**** Given information ****

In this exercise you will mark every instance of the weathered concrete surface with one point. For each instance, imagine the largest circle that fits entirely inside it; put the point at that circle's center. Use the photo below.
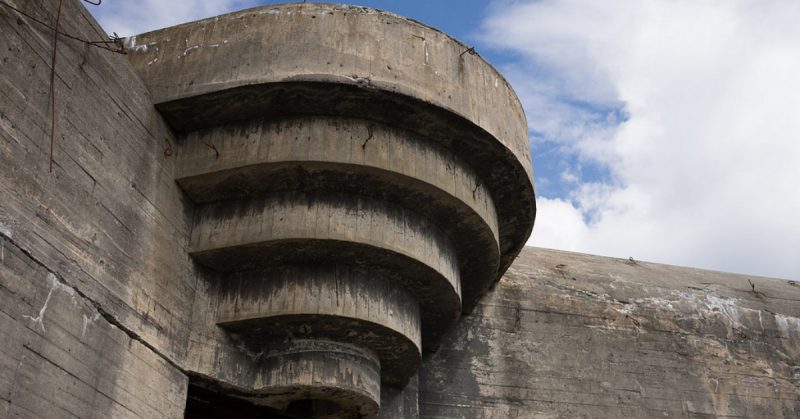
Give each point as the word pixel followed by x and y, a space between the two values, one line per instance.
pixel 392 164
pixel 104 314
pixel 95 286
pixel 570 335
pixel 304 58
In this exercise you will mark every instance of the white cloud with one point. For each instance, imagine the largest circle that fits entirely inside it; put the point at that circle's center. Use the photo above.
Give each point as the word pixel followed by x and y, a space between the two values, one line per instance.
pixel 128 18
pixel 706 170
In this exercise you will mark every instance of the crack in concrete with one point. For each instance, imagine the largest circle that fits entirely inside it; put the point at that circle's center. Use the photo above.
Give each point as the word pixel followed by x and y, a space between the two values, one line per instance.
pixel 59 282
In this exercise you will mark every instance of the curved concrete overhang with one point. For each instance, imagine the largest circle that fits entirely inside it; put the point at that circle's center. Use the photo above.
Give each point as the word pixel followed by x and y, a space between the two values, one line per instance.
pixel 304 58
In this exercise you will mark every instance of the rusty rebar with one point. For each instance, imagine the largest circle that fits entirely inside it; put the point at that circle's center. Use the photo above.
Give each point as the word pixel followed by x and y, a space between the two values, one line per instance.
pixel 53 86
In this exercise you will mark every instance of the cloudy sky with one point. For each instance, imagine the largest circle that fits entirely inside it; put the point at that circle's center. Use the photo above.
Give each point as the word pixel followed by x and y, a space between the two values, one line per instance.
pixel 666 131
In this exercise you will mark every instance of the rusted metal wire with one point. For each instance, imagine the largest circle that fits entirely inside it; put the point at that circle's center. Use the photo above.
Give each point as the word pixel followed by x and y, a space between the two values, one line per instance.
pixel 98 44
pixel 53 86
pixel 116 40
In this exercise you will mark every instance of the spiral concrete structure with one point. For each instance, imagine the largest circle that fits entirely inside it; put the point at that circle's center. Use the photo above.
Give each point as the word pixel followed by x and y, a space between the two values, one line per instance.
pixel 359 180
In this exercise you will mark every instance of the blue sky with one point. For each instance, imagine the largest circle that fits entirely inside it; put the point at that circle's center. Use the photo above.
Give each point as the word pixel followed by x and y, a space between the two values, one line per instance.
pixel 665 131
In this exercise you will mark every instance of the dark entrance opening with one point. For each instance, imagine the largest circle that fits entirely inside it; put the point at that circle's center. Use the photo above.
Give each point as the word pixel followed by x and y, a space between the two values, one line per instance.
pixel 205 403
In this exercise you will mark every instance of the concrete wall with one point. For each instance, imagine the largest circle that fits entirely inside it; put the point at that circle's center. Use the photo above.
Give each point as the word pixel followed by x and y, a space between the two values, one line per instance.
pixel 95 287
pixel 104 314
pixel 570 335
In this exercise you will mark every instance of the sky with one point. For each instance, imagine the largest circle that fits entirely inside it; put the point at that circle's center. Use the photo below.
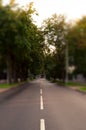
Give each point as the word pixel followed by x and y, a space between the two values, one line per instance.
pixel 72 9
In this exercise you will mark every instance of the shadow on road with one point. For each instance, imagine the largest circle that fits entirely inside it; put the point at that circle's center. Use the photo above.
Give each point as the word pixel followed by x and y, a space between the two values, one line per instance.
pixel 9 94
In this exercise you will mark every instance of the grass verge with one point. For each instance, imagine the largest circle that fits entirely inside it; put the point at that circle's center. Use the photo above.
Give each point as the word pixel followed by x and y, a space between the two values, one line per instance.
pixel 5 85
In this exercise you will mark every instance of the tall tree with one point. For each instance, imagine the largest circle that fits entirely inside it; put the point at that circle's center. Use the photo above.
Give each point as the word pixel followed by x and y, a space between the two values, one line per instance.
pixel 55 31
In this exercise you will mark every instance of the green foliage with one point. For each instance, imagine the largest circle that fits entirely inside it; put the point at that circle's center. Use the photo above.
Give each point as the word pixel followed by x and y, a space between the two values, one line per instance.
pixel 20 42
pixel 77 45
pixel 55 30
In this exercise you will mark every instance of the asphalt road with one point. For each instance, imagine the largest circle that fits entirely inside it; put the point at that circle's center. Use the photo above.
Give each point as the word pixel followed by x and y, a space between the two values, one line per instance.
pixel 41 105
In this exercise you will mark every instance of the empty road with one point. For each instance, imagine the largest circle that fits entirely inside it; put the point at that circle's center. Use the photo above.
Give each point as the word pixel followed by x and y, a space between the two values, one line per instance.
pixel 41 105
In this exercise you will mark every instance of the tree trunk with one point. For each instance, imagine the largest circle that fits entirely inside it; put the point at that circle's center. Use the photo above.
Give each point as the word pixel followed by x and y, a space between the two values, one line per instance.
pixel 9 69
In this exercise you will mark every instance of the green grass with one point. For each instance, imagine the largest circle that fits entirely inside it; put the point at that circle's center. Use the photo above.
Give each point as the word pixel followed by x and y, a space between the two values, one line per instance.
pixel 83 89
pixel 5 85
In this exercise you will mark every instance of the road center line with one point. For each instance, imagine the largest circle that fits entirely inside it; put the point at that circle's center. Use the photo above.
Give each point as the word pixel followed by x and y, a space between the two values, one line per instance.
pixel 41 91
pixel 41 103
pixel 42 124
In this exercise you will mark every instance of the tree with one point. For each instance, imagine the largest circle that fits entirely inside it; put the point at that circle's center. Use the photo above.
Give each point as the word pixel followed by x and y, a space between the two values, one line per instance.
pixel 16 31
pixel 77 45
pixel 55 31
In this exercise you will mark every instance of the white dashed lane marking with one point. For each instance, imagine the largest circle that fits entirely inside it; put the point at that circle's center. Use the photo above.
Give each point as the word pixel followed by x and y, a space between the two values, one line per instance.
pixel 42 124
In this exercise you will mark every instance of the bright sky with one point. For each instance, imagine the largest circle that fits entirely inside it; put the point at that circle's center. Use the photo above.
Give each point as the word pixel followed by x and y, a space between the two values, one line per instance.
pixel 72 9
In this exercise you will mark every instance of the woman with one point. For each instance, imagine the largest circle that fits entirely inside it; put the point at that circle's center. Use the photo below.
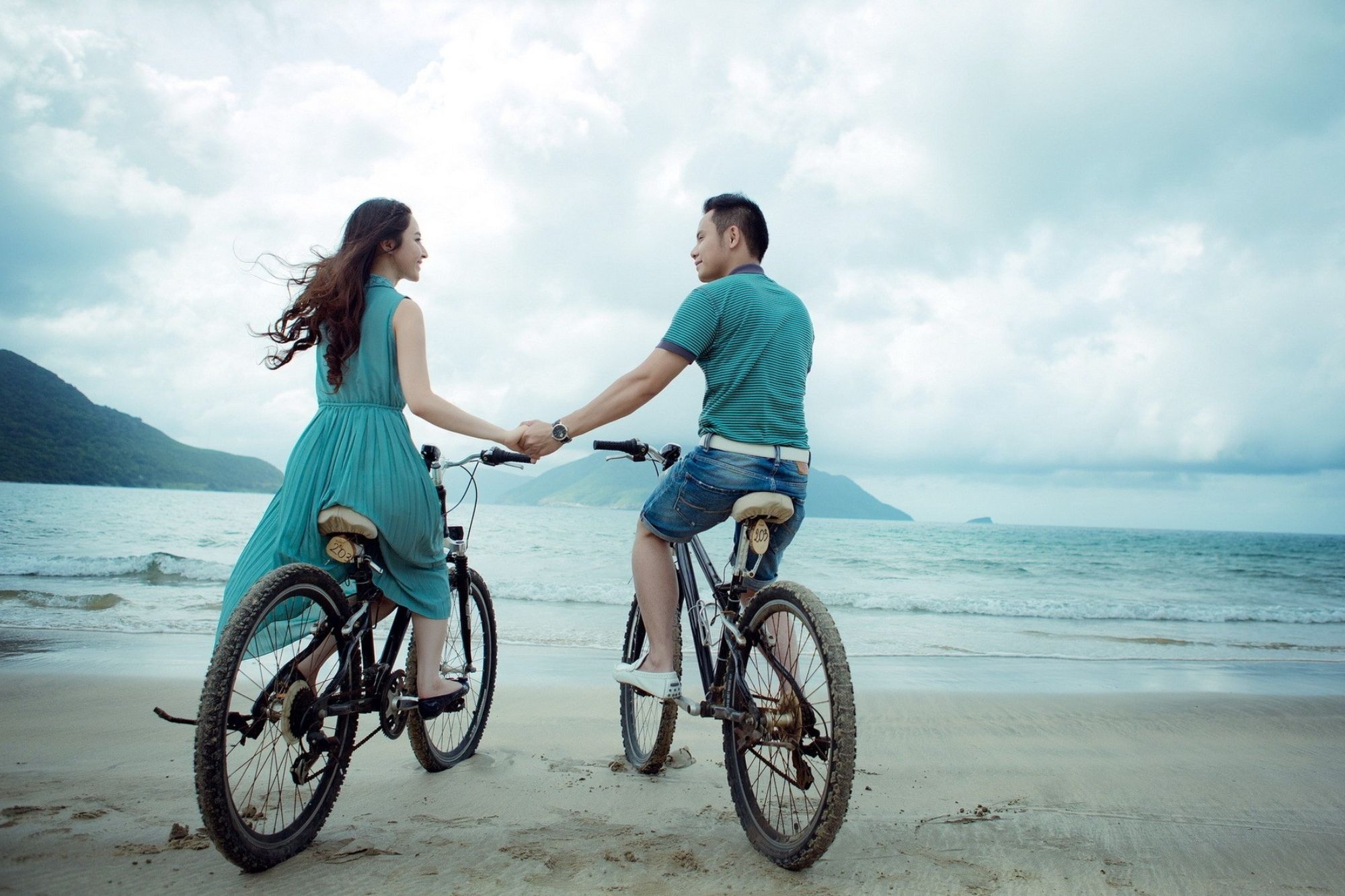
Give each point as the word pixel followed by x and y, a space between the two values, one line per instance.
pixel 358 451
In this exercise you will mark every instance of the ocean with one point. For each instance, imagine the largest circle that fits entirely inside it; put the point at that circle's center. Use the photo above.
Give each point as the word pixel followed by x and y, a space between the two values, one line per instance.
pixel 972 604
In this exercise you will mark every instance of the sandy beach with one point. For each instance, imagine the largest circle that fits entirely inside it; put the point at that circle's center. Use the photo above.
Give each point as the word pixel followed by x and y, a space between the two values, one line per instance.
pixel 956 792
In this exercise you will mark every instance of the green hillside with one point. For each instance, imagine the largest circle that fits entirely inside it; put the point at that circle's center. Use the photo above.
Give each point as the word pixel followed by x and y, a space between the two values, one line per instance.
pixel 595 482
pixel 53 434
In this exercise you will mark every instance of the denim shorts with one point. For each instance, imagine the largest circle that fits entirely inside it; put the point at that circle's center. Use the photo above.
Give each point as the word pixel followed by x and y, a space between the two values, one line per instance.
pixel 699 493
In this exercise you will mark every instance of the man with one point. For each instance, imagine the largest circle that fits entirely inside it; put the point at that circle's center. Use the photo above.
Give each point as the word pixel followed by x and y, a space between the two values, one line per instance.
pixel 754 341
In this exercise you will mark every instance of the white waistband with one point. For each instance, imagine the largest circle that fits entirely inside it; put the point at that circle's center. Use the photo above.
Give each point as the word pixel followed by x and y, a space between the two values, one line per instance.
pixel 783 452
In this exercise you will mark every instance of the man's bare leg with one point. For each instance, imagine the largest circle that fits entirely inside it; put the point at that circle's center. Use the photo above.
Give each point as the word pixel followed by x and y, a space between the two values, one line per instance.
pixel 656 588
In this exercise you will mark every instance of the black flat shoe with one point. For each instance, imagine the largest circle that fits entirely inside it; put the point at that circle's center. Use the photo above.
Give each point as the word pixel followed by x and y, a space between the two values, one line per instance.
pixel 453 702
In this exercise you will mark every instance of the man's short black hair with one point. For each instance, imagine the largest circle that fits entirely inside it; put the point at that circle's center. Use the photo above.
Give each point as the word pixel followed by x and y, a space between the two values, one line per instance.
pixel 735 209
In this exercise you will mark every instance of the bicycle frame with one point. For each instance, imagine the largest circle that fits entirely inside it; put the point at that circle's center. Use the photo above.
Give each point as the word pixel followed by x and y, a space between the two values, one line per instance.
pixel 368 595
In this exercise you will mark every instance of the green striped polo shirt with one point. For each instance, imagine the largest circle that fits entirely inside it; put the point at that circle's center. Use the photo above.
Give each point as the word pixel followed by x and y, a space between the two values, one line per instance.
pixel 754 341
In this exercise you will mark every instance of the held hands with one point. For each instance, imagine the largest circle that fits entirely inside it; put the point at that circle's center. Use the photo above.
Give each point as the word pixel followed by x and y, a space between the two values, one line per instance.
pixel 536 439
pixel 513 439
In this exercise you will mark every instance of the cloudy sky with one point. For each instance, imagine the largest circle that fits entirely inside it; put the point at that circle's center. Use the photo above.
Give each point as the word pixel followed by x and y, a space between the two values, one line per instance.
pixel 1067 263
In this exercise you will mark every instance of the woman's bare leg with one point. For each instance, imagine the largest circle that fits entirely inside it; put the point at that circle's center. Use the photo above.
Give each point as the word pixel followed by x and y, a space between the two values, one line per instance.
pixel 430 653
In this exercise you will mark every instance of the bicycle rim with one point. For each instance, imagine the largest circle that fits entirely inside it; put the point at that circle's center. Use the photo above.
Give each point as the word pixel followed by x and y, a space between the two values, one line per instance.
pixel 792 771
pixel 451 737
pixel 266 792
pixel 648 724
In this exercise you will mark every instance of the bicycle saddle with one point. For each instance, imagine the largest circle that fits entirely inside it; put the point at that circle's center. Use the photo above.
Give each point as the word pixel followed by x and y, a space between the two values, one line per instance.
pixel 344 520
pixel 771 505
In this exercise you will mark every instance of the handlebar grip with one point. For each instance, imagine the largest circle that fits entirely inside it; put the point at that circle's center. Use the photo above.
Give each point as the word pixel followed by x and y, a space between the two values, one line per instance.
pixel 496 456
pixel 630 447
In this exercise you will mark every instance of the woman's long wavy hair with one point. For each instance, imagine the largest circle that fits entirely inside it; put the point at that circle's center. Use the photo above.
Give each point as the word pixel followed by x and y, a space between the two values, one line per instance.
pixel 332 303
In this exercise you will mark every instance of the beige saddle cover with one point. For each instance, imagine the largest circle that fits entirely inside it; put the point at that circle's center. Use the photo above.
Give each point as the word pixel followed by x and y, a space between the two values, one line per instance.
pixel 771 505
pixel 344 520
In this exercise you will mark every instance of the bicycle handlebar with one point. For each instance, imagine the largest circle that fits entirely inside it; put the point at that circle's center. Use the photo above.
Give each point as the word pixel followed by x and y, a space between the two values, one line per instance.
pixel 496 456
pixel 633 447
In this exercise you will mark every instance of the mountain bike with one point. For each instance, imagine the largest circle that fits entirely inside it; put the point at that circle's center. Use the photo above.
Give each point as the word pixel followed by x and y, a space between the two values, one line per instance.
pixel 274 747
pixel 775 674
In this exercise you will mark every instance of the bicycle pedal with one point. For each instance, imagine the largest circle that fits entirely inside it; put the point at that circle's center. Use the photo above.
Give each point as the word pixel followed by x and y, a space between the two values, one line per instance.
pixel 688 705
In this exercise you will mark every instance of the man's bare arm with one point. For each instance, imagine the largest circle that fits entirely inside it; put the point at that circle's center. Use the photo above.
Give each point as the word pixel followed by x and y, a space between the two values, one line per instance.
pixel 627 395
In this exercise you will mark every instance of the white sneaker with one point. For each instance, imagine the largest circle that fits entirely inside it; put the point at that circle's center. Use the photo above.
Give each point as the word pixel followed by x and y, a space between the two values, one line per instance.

****

> [Task goal]
Could you arrange everything above, from the line containing "In this exercise you will mark every instance of the curved" down to and including the line containing "pixel 666 131", as a numbered list with blank lines left out?

> [The reply]
1. In this exercise you will mark every instance of the curved concrete overhang with one point. For each instance, imagine the largest circle that fits entirely inside it; put the point at that circle's center. Use the photo above.
2. Give each point as the word pixel followed by x and y, a space between the two values, one line per instance.
3. pixel 304 58
4. In this exercise you will mark every instance of the rusty rebar with one point. For each instance, imagine the largest circle that fits entirely inside it; put the point at that circle's center. Use the photo above.
5. Give each point as the word pixel followed by x and y, a space between the two values, one line per instance.
6. pixel 53 86
7. In this exercise you will mark every instance of the cloudy sky with one point. For each instance, imagine the largest circle that fits entirely inside it; put the point at that circle's center. Use the photo above.
8. Give each point as the word pixel followed by x and y, a space between the two values, one line per instance.
9. pixel 666 131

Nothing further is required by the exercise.